**REQUIREMENT:** Among the lines of data below, reproduce only those from the one with "Where can the white" through the one with "Where can the t-shirt", exactly as they stand, both ends included.

⁂

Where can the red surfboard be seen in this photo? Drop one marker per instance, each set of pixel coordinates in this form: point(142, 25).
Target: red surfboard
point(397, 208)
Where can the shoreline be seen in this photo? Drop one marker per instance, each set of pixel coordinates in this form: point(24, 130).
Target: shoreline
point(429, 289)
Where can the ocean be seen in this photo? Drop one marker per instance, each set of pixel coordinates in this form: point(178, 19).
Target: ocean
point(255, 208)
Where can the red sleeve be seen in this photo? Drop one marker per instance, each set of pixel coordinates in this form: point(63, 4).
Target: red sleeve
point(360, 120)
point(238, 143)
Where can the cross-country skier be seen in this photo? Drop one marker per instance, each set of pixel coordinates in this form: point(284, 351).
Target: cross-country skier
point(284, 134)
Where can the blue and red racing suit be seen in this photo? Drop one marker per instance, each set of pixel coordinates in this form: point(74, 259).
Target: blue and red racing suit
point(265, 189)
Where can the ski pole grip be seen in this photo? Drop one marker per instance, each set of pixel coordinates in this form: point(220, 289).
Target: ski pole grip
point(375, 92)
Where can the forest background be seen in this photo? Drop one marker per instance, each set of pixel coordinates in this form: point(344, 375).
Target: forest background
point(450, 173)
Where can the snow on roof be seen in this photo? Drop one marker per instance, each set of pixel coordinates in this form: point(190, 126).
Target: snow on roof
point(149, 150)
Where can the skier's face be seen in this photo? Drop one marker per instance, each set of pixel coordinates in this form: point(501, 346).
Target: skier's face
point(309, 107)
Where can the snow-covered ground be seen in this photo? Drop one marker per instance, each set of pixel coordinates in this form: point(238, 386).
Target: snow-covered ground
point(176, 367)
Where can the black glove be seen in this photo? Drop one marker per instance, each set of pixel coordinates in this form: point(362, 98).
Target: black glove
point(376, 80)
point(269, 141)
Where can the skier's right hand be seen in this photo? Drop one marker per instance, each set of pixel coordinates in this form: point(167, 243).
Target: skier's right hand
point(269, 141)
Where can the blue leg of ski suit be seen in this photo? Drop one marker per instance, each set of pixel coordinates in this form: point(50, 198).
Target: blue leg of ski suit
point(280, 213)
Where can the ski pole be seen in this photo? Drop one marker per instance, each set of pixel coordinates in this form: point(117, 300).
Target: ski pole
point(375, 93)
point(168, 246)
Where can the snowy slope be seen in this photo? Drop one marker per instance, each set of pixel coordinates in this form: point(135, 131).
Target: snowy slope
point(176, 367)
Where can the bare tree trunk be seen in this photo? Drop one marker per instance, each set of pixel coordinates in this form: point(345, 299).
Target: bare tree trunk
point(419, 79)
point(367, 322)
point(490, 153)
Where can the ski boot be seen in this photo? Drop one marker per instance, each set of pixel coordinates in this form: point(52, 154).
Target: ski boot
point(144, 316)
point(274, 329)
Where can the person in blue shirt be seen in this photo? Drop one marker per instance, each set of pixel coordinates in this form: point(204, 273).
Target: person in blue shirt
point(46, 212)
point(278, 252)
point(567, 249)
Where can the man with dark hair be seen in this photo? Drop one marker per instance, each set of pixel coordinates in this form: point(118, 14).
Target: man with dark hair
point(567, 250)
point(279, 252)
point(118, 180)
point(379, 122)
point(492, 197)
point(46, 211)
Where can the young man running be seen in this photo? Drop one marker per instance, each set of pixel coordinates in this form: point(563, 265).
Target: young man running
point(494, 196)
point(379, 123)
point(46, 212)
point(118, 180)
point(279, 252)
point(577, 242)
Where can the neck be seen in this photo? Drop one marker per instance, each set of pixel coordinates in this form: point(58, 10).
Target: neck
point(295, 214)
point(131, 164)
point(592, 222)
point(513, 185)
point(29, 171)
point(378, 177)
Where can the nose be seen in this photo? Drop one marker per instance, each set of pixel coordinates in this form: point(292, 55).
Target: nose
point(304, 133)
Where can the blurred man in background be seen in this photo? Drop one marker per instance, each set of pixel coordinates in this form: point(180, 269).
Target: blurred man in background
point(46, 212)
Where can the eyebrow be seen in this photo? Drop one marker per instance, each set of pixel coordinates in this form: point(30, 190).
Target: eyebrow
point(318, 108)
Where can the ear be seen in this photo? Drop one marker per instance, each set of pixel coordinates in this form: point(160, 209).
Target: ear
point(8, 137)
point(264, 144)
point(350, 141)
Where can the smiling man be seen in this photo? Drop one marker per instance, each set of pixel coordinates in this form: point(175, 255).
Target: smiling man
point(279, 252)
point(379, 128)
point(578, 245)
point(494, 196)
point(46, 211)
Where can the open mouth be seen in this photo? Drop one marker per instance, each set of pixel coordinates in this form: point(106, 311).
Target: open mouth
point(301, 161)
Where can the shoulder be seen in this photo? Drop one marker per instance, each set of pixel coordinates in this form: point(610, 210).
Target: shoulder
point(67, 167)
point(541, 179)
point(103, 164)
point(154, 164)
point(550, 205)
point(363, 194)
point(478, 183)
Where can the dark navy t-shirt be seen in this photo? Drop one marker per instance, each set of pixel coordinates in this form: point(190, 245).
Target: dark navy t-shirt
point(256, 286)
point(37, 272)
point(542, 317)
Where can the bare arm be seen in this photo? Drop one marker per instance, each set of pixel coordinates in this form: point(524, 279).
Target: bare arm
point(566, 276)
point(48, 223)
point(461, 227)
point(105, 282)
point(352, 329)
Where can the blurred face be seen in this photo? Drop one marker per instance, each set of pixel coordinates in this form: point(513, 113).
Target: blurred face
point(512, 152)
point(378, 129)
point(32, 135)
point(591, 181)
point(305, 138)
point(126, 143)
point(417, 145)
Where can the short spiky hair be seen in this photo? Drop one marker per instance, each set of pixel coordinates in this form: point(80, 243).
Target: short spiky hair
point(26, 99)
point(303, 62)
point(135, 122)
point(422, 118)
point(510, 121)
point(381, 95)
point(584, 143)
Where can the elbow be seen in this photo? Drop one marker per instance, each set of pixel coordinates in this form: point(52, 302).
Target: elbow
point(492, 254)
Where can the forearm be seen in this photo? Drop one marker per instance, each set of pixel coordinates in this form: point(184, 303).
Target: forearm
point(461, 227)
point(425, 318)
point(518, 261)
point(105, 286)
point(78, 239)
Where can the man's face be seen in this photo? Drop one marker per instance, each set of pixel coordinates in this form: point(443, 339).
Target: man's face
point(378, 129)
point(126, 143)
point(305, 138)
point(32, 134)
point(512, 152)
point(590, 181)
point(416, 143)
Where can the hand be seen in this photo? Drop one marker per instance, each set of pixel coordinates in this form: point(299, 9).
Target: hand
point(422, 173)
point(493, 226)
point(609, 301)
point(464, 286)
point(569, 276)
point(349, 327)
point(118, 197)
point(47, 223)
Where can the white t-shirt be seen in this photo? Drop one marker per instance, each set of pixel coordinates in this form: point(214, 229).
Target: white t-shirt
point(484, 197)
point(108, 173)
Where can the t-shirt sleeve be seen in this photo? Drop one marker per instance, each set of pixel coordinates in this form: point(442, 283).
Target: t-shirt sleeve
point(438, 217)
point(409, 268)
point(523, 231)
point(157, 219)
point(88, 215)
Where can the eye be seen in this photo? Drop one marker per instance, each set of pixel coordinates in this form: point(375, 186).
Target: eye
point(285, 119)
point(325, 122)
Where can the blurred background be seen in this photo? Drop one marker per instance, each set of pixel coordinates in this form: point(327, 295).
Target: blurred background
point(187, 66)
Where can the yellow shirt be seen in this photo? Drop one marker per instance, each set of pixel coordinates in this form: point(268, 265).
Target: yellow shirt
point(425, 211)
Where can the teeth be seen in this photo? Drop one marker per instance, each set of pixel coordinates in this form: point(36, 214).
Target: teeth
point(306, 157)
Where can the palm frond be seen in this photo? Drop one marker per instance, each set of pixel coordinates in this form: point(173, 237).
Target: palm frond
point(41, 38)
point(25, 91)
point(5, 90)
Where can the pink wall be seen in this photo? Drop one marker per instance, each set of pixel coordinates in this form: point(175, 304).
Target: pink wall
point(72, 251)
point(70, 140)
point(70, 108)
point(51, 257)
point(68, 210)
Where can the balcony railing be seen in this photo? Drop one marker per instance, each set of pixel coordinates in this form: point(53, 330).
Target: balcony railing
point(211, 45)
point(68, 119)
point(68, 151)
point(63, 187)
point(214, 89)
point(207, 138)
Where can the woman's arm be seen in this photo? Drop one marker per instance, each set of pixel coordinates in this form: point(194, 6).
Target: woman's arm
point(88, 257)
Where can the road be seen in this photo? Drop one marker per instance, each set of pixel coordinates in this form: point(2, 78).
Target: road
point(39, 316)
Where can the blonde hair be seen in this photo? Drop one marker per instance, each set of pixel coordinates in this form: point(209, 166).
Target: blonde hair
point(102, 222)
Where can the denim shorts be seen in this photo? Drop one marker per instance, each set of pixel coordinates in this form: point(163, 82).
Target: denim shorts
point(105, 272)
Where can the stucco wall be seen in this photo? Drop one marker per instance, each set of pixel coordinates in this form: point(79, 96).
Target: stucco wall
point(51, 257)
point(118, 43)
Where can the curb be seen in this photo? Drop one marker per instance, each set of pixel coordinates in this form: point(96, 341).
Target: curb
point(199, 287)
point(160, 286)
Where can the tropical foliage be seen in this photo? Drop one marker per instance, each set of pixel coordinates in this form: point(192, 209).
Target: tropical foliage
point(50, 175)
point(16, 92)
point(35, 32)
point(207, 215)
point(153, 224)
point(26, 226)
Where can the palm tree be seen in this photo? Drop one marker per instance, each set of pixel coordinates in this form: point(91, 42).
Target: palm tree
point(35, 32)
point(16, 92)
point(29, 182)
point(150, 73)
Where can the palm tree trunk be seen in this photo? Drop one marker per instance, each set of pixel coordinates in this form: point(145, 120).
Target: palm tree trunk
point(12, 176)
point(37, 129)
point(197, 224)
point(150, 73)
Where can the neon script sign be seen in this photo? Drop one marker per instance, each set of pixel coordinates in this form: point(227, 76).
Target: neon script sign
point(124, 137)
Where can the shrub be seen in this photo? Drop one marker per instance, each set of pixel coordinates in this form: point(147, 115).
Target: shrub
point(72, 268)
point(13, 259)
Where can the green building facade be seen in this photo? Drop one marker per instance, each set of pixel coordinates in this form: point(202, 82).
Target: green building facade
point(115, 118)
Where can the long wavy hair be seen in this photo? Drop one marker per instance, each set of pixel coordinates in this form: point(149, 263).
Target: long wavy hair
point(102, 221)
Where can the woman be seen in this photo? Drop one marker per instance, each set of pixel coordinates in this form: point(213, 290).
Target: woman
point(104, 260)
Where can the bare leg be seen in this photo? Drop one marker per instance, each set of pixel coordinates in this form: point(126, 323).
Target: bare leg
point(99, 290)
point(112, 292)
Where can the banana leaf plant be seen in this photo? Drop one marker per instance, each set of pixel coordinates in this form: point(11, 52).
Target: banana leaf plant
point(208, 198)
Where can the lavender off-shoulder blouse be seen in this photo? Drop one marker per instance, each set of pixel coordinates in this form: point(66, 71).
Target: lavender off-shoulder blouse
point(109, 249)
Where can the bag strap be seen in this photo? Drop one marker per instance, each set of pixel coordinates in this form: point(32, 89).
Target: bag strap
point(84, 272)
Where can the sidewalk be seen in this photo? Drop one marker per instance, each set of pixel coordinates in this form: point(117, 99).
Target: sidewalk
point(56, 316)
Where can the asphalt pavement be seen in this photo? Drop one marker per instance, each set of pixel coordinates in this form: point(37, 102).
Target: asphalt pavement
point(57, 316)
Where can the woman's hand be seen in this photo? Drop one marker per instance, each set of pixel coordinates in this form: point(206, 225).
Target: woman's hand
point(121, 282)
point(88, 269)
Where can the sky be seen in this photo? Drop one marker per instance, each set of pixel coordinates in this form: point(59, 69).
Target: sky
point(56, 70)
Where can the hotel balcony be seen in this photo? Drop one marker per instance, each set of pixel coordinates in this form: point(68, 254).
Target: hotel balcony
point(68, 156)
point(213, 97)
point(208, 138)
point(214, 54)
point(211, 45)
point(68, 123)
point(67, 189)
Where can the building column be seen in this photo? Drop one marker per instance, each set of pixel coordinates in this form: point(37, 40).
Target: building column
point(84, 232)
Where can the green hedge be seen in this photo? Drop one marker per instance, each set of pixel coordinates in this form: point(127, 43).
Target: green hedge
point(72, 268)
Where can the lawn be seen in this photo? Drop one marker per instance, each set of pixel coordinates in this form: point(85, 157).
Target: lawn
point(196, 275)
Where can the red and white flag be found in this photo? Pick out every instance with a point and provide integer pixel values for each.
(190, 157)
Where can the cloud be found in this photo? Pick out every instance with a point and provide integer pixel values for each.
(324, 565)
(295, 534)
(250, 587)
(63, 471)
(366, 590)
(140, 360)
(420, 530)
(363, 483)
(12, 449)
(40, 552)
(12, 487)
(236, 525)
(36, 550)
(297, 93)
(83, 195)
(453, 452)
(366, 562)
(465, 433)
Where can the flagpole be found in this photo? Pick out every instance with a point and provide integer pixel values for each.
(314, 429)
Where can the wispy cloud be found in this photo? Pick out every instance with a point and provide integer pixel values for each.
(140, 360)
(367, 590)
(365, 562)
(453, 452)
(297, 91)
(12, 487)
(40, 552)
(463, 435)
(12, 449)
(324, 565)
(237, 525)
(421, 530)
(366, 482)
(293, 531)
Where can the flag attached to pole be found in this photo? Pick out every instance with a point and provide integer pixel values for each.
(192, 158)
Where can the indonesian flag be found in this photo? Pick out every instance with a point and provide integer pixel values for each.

⁂

**OUTPUT:**
Where can the white t-shirt be seen in this photo? Drop one marker per instance, each set of pixel coordinates in this form: point(214, 229).
Target: white t-shirt
point(484, 197)
point(108, 173)
Where can the t-shirt sleeve be seen in this photo? Drop one marker per instance, each set of pixel coordinates in this form: point(442, 283).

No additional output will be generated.